> **The request**:
Reproduce all of the data below word for word, changing nothing.

(Pointing data)
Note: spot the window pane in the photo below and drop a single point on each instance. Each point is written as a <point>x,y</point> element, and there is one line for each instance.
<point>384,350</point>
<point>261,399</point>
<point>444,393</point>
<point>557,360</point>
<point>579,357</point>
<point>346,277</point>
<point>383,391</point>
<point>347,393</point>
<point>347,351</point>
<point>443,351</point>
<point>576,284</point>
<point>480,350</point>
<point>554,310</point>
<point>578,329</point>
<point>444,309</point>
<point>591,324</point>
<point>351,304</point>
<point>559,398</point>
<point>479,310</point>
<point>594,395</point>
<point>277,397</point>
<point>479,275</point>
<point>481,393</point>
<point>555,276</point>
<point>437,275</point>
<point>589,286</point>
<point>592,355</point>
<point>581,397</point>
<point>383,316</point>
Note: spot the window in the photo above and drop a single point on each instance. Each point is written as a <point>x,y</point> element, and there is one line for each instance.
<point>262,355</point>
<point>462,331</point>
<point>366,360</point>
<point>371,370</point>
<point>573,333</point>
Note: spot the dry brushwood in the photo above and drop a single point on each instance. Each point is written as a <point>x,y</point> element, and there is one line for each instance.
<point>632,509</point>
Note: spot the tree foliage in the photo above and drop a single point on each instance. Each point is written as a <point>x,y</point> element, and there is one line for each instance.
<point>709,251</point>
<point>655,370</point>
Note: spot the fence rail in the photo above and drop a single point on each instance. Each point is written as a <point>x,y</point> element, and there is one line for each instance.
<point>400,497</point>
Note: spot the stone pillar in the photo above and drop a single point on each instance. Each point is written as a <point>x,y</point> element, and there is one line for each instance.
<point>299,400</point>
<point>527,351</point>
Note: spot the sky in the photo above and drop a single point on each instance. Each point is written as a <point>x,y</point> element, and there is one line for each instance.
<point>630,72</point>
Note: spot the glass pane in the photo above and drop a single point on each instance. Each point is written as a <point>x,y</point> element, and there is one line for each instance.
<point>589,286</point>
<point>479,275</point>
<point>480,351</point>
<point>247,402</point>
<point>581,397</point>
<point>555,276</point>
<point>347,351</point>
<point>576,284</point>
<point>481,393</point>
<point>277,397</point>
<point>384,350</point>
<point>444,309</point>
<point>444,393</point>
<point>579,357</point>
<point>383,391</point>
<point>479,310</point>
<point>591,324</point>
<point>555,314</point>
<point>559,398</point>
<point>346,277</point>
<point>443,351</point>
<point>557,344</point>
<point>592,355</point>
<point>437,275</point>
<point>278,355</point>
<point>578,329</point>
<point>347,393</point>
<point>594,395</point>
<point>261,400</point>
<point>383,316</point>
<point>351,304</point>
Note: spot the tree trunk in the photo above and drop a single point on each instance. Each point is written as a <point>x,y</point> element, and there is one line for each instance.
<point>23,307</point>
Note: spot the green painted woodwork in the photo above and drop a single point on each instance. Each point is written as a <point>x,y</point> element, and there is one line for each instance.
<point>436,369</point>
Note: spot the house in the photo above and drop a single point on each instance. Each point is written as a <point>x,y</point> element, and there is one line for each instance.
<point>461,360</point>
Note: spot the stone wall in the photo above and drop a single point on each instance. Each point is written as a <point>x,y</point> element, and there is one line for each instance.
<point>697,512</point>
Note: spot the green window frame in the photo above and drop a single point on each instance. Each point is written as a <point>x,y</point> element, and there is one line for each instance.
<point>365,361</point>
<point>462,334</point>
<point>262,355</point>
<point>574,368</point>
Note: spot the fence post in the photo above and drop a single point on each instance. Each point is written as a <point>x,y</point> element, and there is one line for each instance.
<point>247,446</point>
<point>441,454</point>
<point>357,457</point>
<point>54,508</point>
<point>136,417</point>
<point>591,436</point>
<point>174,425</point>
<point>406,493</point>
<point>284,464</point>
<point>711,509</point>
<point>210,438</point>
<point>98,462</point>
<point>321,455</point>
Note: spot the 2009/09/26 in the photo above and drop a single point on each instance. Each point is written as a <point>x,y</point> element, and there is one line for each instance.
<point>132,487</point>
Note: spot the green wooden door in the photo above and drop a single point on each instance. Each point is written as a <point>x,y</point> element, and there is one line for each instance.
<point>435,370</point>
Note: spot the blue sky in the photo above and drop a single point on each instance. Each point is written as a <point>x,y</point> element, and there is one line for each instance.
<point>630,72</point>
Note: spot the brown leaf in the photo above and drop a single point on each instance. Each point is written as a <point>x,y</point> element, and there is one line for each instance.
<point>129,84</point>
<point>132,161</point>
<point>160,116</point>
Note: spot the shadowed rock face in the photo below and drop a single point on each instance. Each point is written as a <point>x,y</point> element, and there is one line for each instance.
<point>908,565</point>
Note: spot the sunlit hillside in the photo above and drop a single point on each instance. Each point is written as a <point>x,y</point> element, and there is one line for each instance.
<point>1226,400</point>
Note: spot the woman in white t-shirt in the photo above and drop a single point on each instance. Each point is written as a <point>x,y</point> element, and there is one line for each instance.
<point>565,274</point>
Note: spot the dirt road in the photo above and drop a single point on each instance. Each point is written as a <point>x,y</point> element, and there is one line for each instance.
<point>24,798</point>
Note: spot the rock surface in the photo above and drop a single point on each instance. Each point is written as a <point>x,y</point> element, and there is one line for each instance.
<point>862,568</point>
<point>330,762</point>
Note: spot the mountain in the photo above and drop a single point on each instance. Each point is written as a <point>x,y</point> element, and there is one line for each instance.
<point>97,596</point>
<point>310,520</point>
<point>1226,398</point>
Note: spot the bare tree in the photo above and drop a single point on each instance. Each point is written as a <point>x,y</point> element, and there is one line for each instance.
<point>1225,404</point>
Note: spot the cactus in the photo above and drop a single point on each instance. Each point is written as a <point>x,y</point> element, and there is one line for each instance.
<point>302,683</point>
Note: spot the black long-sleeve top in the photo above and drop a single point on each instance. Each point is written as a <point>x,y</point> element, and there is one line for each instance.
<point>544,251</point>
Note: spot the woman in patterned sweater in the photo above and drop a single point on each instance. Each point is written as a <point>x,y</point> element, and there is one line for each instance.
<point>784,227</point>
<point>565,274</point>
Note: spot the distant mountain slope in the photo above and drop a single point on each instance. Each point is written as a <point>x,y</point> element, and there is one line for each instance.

> **Solved problem**:
Note: spot the window pane in the photo below and drop a single point on each instance. Each point is written as a <point>x,y</point> element, and there is one line for each instance.
<point>384,350</point>
<point>261,399</point>
<point>444,393</point>
<point>557,360</point>
<point>579,357</point>
<point>346,277</point>
<point>383,391</point>
<point>347,393</point>
<point>347,351</point>
<point>443,351</point>
<point>576,284</point>
<point>480,350</point>
<point>554,310</point>
<point>578,329</point>
<point>444,309</point>
<point>591,324</point>
<point>351,304</point>
<point>559,398</point>
<point>479,310</point>
<point>594,395</point>
<point>277,397</point>
<point>479,275</point>
<point>481,393</point>
<point>555,276</point>
<point>437,275</point>
<point>589,286</point>
<point>592,355</point>
<point>581,397</point>
<point>383,316</point>
Note: spot the window in the photo above and drop a single point on each instance. Each point is written as a <point>x,y</point> element, and there is one line for each instance.
<point>262,355</point>
<point>462,331</point>
<point>366,360</point>
<point>371,370</point>
<point>573,333</point>
Note: spot the dry brushwood in the photo above and drop a single point on each instance. Each point is written as a <point>x,y</point> element, and there is one line for each instance.
<point>632,509</point>
Note: spot the tree foliage in the photo above and drop a single point on each instance. Each point is written as a <point>x,y</point> element, and there is one line for each instance.
<point>709,251</point>
<point>655,370</point>
Note: spot the fence rail in the photo above and drop a single point on each instance. Each point is written as a <point>x,y</point> element, and there is one line for each instance.
<point>400,497</point>
Note: spot the stone pillar in the photo above and drop a single point on each instance. Each point is written as a <point>x,y</point> element, and there is one line for each instance.
<point>299,400</point>
<point>527,351</point>
Note: spot the sky in the photo above and drop a single point on each instance. Each point is written as a <point>x,y</point> element, and there is one line for each instance.
<point>630,72</point>
Note: spot the glass pane in the photo above and drop a single point on each instance. Each point is written as a <point>x,y</point> element, and there is one line for each instance.
<point>589,286</point>
<point>479,275</point>
<point>480,351</point>
<point>247,402</point>
<point>581,397</point>
<point>555,276</point>
<point>347,351</point>
<point>576,284</point>
<point>481,393</point>
<point>277,397</point>
<point>384,350</point>
<point>444,309</point>
<point>444,393</point>
<point>579,357</point>
<point>383,391</point>
<point>479,310</point>
<point>591,324</point>
<point>555,314</point>
<point>559,398</point>
<point>346,277</point>
<point>443,351</point>
<point>557,344</point>
<point>592,355</point>
<point>437,275</point>
<point>278,355</point>
<point>578,329</point>
<point>347,393</point>
<point>594,395</point>
<point>261,400</point>
<point>383,316</point>
<point>351,304</point>
Note: spot the tree trunk in the photo above and drop a single point on each instance. Each point is written as a <point>x,y</point> element, and there is one line for each instance.
<point>23,307</point>
Note: spot the green painted woodwork in the photo above and drop a single point on each instance. Each point is written as a <point>x,y</point> element, and there is one line for each instance.
<point>436,369</point>
Note: spot the house in the photo above and drop a single point on each instance. Each point is written as a <point>x,y</point> element, and there is one line for each instance.
<point>461,360</point>
Note: spot the stone wall in the photo above and drop a single point on each instance. Each point is written as a <point>x,y</point> element, and there is one line for each instance.
<point>697,512</point>
Note: spot the green window frame in the photo above and drop a single point on each instance. Each point is written as a <point>x,y</point> element, and there is one line for each instance.
<point>365,361</point>
<point>462,334</point>
<point>262,355</point>
<point>574,368</point>
Note: spot the fence post in the photo above and drop a single point on each instance. Each point is written as a <point>x,y</point> element, and there is one line for each instance.
<point>247,446</point>
<point>441,454</point>
<point>357,457</point>
<point>54,508</point>
<point>136,417</point>
<point>591,436</point>
<point>174,425</point>
<point>406,493</point>
<point>284,464</point>
<point>711,509</point>
<point>210,438</point>
<point>98,462</point>
<point>321,455</point>
Note: spot the 2009/09/26 in the photo above and drop a single point on each instance. Each point is written as a <point>x,y</point> element, and there is one line for each instance.
<point>132,487</point>
Note: spot the green wooden door in the photo above and drop a single point on each instance. Each point is written as a <point>x,y</point> element, and there is one line for each instance.
<point>435,370</point>
Note: spot the blue sky in the photo above and drop a single point on each instance. Each point is written as a <point>x,y</point> element, and there is one line for each instance.
<point>630,72</point>
Note: spot the brown leaf in the photo above and drop a single point on each instance. Each point is written as a <point>x,y</point> element, and there is one line for each instance.
<point>129,84</point>
<point>132,161</point>
<point>160,116</point>
Note: spot the shadowed rock face in the photo below and drop a single point on each instance. Each point is written as a <point>x,y</point> element, and there is one line for each instance.
<point>908,565</point>
Note: spot the sunlit hillside in the photo above and drop a single point on each instance. Each point is written as a <point>x,y</point> element, and there is one line for each instance.
<point>1226,400</point>
Note: spot the woman in white t-shirt in the photo above and drop a single point on each instance. Each point is written as a <point>x,y</point> element, and there is one line for each instance.
<point>565,274</point>
Note: spot the dirt road in the photo above and drop a single point on each instance. Each point is written as a <point>x,y</point> element, and there is one line for each instance.
<point>24,798</point>
Note: spot the rock surface in the photo above and drop a single point on each instance. Each point is written as a <point>x,y</point> element, and there is one line for each instance.
<point>862,568</point>
<point>330,762</point>
Note: spot the mountain in the photo above and drop a single point on each instance. Each point is written as a <point>x,y</point> element, and there is one line for each instance.
<point>97,596</point>
<point>310,520</point>
<point>1226,398</point>
Note: spot the bare tree in the photo above and drop a single point on each instance. Each point is written as a <point>x,y</point> element, and there is one line for each instance.
<point>1225,404</point>
Note: spot the cactus in the photo above and drop a single point on each instance. Each point is written as a <point>x,y</point> element, and there is one line for each instance.
<point>302,683</point>
Note: spot the black long-sleeve top in the photo above and drop a single point on each instance. Each point is written as a <point>x,y</point> element, and there is one line for each instance.
<point>544,251</point>
Note: spot the woman in patterned sweater in the photo above and drop a single point on each instance. Each point is written as a <point>x,y</point> element, and there is one line for each instance.
<point>784,227</point>
<point>565,274</point>
Note: spot the distant mountain slope in the photo above and drop a single point on each instance. Each point is written as a <point>x,y</point> element, and there is one line for each instance.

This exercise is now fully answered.